§ **Dataset excerpts**
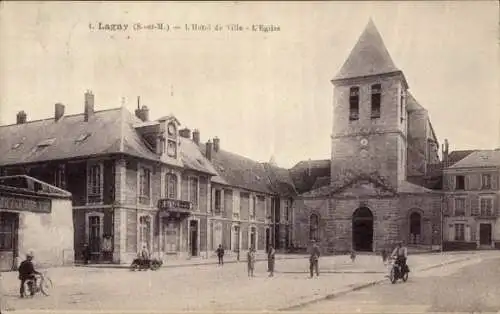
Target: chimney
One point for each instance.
(185, 133)
(21, 117)
(196, 136)
(445, 153)
(142, 113)
(58, 111)
(216, 144)
(89, 105)
(208, 150)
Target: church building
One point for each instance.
(378, 187)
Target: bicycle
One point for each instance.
(43, 285)
(397, 272)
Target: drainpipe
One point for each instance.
(442, 226)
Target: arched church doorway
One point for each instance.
(415, 227)
(362, 230)
(314, 227)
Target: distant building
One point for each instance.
(250, 207)
(471, 208)
(37, 217)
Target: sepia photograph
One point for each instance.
(249, 156)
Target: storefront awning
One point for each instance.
(176, 207)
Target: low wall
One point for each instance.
(459, 246)
(49, 236)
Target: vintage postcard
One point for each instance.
(292, 156)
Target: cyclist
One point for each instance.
(26, 272)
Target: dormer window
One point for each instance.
(172, 149)
(376, 99)
(82, 137)
(44, 144)
(172, 130)
(354, 103)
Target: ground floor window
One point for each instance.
(7, 231)
(236, 239)
(314, 227)
(145, 232)
(459, 232)
(253, 238)
(171, 236)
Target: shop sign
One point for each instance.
(172, 204)
(25, 204)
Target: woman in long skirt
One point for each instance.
(251, 261)
(270, 261)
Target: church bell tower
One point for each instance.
(369, 113)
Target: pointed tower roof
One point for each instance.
(368, 57)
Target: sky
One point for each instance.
(262, 93)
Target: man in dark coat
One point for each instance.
(26, 272)
(314, 259)
(220, 254)
(270, 260)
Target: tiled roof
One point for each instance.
(239, 171)
(280, 180)
(193, 159)
(407, 187)
(305, 173)
(106, 132)
(480, 158)
(457, 155)
(27, 184)
(349, 179)
(412, 104)
(321, 181)
(368, 57)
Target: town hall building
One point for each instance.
(377, 188)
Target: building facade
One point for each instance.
(471, 209)
(136, 182)
(382, 144)
(246, 202)
(37, 217)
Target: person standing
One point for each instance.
(270, 260)
(220, 254)
(86, 253)
(401, 255)
(251, 261)
(314, 259)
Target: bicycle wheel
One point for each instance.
(46, 286)
(392, 276)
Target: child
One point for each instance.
(270, 261)
(220, 254)
(384, 257)
(251, 261)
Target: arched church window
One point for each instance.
(314, 227)
(376, 100)
(354, 103)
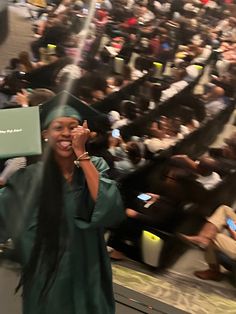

§ **Goal**
Pull out every line above that contains the word "bicycle", and copy each one unchanged.

§ **Answer in full**
Target: bicycle
Target: bicycle wheel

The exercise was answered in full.